Task instructions
Copy the lines from the one with "seg: balcony railing" to the one with "M 154 232 L 150 233 L 149 249 L 154 249 Z", substituting "wooden shutter" for "window shutter" and keeping everything else the same.
[start of Given records]
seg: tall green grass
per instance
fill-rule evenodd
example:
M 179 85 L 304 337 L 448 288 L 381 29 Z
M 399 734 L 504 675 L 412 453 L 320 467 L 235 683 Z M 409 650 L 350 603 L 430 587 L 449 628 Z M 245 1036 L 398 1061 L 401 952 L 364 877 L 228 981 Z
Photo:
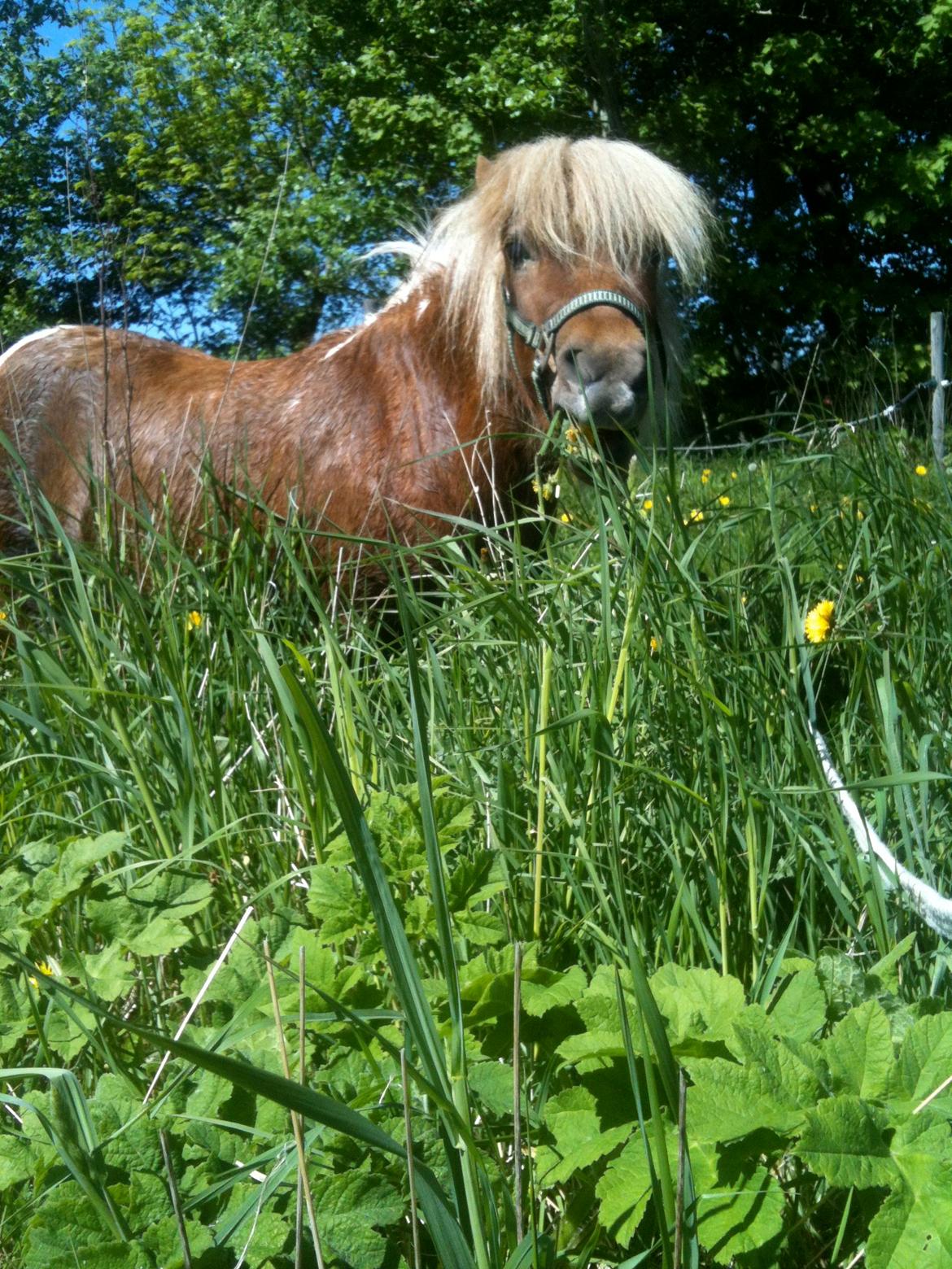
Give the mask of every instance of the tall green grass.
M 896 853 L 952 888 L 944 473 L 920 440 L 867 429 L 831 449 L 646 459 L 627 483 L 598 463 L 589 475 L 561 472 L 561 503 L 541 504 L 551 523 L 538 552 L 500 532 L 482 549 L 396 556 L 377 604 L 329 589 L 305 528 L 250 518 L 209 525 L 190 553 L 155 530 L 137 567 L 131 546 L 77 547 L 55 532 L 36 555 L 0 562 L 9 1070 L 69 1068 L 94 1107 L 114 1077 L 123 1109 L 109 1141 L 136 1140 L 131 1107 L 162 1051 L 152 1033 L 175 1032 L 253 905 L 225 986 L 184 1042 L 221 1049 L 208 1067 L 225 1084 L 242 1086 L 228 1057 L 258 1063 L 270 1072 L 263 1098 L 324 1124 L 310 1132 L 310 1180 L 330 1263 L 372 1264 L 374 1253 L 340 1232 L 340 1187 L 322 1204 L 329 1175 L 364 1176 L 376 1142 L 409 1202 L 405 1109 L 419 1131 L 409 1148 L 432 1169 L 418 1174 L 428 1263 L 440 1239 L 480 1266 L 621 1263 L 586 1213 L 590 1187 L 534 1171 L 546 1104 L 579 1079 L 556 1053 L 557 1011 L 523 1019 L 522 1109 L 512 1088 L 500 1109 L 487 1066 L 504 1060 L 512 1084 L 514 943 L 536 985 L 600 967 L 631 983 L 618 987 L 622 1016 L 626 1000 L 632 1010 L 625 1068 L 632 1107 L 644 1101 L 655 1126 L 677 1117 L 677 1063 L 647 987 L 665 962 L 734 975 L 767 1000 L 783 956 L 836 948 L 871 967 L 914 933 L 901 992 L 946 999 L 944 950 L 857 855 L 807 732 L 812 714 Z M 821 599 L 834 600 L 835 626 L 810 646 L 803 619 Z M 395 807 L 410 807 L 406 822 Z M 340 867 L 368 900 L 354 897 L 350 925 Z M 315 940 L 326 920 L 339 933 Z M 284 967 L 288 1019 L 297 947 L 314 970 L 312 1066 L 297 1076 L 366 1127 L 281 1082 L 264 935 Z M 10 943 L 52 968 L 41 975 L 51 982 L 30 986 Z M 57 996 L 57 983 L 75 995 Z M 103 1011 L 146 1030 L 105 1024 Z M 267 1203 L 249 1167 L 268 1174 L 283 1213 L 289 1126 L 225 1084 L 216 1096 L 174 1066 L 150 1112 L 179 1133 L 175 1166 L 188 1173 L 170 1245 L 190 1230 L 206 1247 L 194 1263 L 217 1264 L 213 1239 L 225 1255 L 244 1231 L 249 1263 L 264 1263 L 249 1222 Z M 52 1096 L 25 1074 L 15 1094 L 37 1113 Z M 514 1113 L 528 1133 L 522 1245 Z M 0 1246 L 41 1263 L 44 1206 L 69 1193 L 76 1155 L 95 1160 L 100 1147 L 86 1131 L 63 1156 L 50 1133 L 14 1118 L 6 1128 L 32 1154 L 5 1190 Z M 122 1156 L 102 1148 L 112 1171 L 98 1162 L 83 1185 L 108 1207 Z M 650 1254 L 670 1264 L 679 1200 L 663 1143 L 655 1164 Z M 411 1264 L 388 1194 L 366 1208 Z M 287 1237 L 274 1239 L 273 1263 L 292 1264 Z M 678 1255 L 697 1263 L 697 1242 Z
[end of Given records]
[start of Given records]
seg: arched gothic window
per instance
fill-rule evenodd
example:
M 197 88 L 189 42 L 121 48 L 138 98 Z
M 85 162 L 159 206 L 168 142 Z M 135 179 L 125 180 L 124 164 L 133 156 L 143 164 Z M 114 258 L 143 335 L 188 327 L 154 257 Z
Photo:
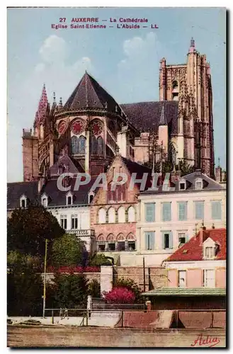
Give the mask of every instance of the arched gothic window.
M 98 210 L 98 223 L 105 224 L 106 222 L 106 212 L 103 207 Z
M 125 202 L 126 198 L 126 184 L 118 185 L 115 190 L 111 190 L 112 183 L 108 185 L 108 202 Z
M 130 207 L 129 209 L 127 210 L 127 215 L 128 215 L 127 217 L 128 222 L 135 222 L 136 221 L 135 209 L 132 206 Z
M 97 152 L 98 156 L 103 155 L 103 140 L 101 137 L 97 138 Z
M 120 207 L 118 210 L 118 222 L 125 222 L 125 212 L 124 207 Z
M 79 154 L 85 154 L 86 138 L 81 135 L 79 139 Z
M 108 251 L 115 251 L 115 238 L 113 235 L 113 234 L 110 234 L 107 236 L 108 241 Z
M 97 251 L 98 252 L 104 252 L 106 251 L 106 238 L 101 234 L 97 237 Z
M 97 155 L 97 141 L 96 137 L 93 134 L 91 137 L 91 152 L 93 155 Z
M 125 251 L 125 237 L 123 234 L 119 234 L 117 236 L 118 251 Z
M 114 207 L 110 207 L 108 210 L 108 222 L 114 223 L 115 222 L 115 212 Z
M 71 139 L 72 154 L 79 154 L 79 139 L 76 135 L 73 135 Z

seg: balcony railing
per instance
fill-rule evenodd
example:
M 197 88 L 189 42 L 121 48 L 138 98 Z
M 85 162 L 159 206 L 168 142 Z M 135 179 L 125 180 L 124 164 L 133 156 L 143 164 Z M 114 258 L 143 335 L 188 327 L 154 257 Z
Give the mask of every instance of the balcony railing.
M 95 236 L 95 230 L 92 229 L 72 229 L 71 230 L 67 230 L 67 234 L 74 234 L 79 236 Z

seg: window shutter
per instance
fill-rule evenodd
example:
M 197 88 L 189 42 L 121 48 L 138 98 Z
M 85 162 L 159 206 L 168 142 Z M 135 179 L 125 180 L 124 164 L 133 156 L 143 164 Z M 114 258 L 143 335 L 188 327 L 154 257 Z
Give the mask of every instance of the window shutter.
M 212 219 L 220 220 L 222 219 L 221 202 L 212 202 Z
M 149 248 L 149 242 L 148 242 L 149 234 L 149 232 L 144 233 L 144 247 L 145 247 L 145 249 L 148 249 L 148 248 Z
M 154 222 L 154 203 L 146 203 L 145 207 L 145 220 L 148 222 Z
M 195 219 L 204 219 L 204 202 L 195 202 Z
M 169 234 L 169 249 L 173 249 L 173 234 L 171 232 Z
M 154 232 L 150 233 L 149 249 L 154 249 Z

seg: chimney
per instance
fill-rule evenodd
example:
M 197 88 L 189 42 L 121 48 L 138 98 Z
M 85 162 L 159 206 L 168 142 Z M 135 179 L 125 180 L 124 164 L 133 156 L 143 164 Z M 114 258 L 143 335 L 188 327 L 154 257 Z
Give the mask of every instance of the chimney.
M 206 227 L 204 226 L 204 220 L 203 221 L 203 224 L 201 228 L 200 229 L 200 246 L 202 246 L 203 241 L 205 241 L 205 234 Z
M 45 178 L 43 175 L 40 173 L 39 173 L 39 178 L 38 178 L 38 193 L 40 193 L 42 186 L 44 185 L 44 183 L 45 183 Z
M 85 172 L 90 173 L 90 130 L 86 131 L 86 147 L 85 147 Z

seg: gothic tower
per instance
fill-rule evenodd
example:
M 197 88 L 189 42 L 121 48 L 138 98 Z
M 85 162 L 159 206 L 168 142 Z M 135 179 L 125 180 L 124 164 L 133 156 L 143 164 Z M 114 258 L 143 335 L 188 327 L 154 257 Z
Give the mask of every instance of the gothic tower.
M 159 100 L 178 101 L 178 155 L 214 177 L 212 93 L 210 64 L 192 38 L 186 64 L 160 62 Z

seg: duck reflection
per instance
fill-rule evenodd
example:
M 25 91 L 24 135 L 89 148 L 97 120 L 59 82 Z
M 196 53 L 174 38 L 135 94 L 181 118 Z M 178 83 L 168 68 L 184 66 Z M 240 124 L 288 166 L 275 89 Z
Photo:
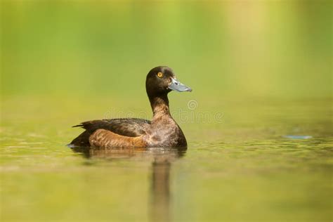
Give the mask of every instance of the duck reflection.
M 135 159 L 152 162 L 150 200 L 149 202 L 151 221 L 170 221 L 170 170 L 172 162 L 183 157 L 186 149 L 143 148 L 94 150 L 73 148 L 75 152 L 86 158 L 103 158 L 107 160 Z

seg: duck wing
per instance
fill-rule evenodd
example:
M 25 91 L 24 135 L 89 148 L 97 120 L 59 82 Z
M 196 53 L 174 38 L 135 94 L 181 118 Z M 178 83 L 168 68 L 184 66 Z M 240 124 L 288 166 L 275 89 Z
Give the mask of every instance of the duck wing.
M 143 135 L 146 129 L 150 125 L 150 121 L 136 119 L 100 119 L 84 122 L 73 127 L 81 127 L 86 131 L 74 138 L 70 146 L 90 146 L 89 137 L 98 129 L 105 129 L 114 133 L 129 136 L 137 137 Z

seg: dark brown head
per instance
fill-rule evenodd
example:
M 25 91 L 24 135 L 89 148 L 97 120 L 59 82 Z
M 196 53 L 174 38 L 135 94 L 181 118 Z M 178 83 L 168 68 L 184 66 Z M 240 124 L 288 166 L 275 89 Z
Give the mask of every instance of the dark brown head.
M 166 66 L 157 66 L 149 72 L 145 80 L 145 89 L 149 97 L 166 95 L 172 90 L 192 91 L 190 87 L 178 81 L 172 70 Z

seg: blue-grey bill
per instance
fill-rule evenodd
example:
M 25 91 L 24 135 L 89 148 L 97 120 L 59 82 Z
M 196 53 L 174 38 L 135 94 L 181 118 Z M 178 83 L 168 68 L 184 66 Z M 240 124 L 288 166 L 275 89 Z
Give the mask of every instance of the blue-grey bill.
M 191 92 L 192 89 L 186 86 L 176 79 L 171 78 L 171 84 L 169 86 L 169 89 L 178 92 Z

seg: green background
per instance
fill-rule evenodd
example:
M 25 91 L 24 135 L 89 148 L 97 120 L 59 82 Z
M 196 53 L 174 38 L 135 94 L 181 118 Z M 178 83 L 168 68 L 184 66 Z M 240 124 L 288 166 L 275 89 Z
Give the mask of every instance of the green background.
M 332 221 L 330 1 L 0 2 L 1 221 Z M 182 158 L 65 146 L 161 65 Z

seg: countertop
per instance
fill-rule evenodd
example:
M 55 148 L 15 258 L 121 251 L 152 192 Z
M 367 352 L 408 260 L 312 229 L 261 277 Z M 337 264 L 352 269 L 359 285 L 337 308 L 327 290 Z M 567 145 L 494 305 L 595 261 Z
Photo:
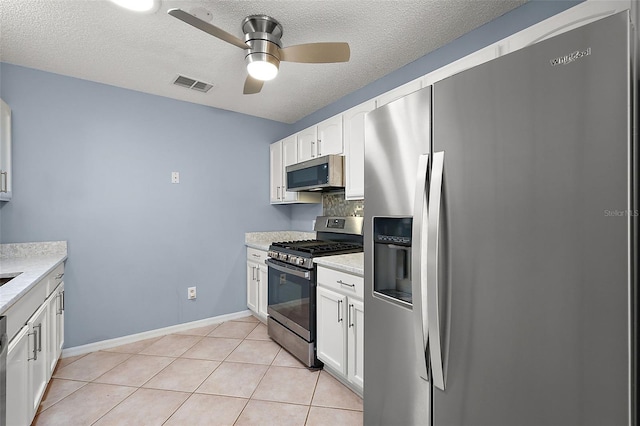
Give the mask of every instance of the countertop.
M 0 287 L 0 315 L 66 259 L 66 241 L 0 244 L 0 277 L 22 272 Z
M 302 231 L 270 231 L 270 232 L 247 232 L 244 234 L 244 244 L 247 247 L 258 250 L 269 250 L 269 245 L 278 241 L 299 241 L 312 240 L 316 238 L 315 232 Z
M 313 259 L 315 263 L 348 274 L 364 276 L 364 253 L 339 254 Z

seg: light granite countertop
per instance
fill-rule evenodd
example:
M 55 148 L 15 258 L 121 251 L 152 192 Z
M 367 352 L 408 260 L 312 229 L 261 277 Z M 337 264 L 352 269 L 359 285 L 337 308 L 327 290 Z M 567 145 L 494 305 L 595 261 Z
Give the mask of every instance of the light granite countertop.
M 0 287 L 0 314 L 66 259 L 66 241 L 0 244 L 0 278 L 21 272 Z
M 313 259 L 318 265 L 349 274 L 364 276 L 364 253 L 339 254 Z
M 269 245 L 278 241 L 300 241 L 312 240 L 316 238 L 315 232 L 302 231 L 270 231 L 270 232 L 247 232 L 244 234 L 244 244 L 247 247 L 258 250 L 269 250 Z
[end of Given records]
Reply to the task
seg: balcony railing
per instance
fill-rule evenodd
example:
M 197 88 L 189 42 L 121 48 L 138 98 Z
M 85 162 L 159 206 L 168 142 Z M 135 179 L 125 180 L 124 164 L 133 156 L 143 164 Z M 114 258 L 143 335 L 188 327 L 154 257 Z
Give the mask of every instance of the balcony railing.
M 95 236 L 95 230 L 92 229 L 72 229 L 71 230 L 67 230 L 67 234 L 74 234 L 79 236 Z

seg: wooden shutter
per instance
fill-rule evenodd
example:
M 197 88 L 189 42 L 121 48 L 138 98 Z
M 85 162 L 159 206 L 168 142 Z M 135 179 L 125 180 L 124 164 L 133 156 L 143 164 Z M 114 258 L 143 335 L 188 327 L 154 257 Z
Give the mask of every instance of the wooden shutter.
M 212 219 L 220 220 L 222 219 L 221 202 L 212 202 Z
M 149 248 L 149 242 L 148 242 L 149 234 L 149 232 L 144 233 L 144 247 L 145 247 L 145 249 L 148 249 L 148 248 Z
M 154 222 L 154 203 L 146 203 L 145 207 L 145 220 L 148 222 Z
M 195 219 L 204 219 L 204 202 L 195 202 Z
M 169 234 L 169 249 L 173 249 L 173 234 L 171 232 Z
M 154 232 L 150 233 L 149 249 L 154 249 Z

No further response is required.